* _What needs to be done_: Copy the entries from the line containing "Objective — pinpoint the distant" to the line containing "[241,185,689,401]", including both of those lines. Reproduce every line in that span without any change.

* _Extracted entries_:

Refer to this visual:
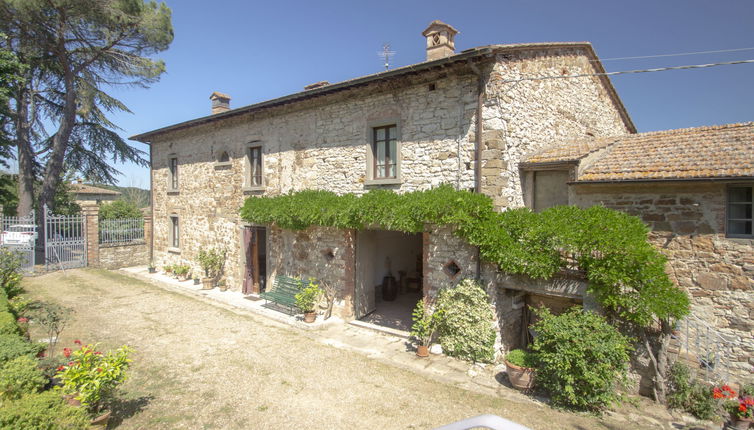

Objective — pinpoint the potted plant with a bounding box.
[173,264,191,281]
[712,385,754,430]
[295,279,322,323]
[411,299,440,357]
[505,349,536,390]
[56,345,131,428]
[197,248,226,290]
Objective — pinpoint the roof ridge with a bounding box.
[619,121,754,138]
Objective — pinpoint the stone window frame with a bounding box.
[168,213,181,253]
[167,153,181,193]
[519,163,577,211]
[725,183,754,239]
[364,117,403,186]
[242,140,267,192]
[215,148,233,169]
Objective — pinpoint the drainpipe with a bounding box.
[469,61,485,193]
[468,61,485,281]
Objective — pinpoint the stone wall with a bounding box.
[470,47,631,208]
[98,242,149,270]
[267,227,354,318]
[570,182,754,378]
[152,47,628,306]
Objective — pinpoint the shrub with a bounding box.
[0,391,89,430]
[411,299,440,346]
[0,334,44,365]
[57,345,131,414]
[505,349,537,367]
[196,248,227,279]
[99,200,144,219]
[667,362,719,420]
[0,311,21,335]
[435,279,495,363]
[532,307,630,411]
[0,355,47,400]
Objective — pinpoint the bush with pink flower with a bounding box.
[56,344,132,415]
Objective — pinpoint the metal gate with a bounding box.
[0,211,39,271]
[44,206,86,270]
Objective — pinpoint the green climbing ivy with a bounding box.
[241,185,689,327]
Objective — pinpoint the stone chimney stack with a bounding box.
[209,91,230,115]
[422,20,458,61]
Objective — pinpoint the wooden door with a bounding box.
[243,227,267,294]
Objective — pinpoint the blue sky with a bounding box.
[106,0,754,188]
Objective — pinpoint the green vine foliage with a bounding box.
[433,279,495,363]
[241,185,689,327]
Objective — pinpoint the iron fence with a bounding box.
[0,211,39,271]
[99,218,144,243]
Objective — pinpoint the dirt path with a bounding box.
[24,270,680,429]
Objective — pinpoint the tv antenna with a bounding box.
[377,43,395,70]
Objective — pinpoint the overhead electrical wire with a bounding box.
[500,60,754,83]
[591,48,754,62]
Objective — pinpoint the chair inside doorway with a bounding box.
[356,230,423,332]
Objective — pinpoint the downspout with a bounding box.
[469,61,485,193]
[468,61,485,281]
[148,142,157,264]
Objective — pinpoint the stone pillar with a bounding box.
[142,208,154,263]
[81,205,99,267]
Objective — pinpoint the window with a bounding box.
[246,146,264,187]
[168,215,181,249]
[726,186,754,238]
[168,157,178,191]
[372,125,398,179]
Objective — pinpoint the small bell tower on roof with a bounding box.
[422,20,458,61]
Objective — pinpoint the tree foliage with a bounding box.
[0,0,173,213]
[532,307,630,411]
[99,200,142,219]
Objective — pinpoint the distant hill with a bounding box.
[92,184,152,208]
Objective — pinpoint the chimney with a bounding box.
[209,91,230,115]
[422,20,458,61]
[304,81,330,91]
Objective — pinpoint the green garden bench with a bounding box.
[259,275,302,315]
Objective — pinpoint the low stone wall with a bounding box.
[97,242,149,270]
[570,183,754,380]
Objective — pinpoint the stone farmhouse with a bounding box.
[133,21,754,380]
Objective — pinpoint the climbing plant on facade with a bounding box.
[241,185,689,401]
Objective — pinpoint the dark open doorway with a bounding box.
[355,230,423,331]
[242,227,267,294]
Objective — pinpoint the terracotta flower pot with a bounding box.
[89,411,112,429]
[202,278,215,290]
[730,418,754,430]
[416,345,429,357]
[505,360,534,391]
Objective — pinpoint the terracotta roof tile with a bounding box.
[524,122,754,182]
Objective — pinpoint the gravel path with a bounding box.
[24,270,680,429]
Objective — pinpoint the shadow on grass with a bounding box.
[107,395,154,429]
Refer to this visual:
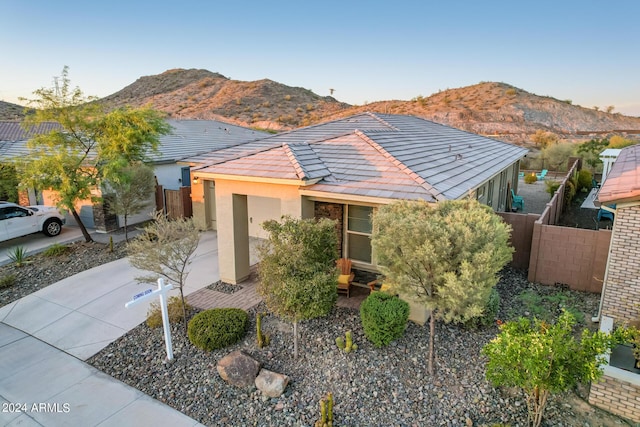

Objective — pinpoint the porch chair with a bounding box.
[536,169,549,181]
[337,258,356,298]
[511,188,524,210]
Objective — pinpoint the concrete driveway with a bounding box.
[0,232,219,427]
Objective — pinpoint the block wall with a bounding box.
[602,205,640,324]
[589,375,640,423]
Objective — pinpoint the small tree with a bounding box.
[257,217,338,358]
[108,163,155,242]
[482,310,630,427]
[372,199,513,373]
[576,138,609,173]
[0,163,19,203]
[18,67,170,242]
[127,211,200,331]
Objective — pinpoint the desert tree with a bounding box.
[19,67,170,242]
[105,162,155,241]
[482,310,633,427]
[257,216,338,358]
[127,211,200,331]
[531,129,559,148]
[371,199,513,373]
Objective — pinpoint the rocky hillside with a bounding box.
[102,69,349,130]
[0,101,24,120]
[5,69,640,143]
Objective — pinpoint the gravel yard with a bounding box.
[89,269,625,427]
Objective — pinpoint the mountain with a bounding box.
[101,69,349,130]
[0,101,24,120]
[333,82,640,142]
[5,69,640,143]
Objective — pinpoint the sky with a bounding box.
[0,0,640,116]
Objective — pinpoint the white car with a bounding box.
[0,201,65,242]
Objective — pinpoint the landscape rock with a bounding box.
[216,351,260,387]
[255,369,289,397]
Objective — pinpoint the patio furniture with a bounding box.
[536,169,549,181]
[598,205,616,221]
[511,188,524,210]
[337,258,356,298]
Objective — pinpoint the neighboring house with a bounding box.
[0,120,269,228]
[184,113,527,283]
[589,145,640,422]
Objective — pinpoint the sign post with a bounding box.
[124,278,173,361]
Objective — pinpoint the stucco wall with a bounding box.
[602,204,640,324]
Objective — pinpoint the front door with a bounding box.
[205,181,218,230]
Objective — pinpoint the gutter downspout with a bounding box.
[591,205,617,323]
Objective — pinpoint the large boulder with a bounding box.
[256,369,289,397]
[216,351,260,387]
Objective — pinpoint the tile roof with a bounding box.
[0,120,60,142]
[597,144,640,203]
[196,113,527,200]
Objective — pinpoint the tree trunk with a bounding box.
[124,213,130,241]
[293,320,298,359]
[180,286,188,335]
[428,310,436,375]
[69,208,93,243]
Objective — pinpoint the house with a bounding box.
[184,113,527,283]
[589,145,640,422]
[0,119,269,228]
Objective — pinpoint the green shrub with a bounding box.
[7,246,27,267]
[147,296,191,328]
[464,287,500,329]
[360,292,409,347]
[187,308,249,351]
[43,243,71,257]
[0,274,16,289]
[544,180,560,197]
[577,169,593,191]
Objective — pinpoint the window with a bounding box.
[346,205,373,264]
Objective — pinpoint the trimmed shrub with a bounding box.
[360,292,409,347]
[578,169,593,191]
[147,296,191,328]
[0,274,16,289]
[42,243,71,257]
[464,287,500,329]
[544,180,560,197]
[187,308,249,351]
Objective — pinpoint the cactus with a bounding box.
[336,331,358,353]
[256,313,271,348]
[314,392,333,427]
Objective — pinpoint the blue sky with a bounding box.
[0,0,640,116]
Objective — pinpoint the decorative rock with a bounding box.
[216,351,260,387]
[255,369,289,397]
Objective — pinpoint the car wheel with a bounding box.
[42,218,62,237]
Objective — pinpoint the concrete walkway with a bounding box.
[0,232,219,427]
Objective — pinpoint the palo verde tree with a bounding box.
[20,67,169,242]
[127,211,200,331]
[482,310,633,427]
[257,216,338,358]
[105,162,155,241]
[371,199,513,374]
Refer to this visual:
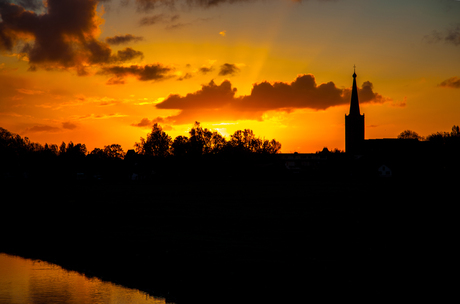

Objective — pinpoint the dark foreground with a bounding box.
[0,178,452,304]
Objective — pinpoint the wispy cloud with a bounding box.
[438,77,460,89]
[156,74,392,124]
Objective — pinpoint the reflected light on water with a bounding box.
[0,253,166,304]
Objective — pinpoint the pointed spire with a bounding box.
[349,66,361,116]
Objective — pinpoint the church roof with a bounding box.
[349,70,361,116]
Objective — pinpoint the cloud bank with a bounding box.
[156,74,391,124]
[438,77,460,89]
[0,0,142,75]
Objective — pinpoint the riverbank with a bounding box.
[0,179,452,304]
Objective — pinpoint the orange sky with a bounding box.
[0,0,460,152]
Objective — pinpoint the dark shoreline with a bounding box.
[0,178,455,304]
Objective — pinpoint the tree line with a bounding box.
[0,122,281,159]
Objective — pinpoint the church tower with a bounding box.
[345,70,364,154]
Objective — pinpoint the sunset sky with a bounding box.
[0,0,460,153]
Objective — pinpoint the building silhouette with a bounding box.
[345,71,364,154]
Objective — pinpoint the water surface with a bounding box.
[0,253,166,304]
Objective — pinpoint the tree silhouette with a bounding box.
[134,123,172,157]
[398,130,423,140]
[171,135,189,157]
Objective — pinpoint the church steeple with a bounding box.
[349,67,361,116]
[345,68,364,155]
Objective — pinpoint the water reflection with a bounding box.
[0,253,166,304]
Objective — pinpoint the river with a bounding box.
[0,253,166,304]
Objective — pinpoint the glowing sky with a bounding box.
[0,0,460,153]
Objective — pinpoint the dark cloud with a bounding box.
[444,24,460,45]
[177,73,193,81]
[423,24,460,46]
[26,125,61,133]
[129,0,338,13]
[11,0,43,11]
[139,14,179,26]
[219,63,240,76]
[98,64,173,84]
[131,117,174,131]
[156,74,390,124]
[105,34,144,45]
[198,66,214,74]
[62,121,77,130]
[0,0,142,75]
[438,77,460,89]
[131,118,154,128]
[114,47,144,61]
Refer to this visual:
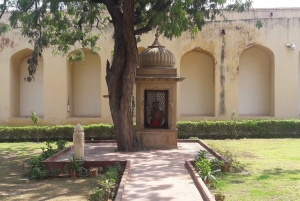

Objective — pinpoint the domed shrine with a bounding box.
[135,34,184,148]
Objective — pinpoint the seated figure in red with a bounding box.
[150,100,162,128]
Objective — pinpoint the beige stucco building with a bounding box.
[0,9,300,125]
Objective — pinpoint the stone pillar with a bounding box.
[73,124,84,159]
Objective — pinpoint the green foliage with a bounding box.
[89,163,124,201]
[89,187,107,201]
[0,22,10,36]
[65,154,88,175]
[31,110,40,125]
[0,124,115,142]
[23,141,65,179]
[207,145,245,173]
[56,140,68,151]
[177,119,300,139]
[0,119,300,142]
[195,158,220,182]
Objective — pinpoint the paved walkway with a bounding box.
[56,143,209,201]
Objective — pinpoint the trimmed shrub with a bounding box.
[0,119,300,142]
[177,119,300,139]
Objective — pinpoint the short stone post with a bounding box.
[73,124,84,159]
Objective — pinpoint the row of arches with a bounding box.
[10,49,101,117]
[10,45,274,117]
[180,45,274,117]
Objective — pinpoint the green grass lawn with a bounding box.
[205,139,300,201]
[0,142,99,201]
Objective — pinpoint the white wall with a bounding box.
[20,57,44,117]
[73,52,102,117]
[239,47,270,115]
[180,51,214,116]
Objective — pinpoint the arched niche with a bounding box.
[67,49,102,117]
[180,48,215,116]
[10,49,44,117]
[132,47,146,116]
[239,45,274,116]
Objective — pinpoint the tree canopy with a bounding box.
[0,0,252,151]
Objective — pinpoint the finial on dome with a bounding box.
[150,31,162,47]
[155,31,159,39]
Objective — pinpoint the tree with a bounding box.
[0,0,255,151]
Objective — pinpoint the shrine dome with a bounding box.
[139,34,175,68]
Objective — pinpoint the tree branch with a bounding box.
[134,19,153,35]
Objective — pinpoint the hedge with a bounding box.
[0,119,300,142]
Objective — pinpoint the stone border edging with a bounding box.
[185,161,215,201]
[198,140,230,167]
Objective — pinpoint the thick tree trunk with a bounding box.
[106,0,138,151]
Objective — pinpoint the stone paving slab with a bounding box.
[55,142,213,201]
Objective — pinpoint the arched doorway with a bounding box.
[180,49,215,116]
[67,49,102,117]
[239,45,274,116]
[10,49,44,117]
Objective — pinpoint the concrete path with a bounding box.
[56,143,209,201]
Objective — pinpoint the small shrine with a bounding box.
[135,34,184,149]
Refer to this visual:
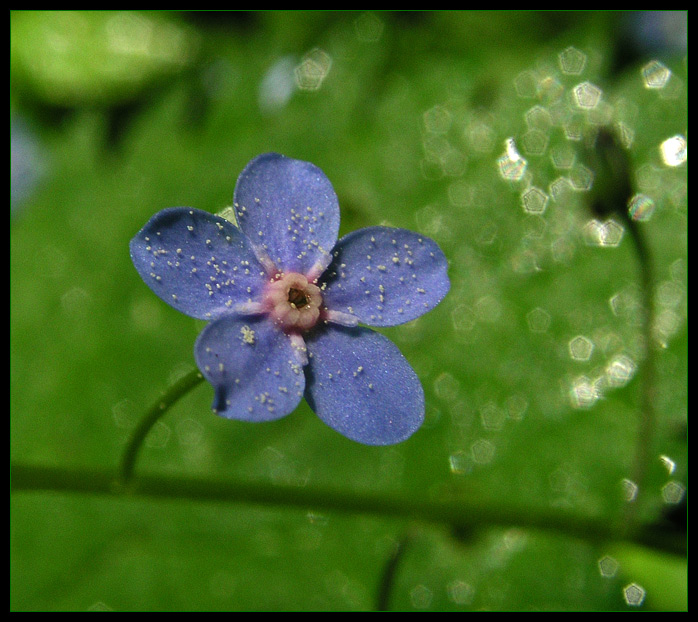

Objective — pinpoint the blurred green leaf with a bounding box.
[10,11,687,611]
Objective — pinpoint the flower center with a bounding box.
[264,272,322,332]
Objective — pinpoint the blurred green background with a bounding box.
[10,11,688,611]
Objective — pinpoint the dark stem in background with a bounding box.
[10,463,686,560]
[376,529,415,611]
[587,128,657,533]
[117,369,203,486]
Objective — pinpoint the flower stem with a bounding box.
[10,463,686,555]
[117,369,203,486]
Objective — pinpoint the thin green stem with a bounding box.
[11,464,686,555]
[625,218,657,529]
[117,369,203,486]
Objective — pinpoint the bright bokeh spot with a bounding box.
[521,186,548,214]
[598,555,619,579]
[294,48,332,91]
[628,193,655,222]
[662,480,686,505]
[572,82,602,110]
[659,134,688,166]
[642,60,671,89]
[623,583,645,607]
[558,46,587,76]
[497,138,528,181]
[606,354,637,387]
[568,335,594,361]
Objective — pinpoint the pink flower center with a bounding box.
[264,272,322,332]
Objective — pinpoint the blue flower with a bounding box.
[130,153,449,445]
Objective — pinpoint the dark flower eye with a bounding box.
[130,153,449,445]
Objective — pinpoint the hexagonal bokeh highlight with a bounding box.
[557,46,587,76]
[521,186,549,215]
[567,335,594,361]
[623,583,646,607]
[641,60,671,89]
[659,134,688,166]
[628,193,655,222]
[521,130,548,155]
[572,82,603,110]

* _Written answer_:
Objective — pinpoint the distant hill with a bounding box.
[92,184,152,208]
Objective — pinpoint the chimney with a bounding box.
[209,91,230,115]
[422,20,458,61]
[304,81,330,91]
Objective — pinpoint the green garden bench with a bounding box.
[259,275,302,315]
Objective — pinpoint the low stone wall with a bounding box.
[97,242,149,270]
[570,183,754,380]
Objective — pinpoint the stone farmhouse with a bounding box.
[133,21,754,380]
Objective — pinpoint the climbing plant on facade with a bounding box.
[241,185,689,401]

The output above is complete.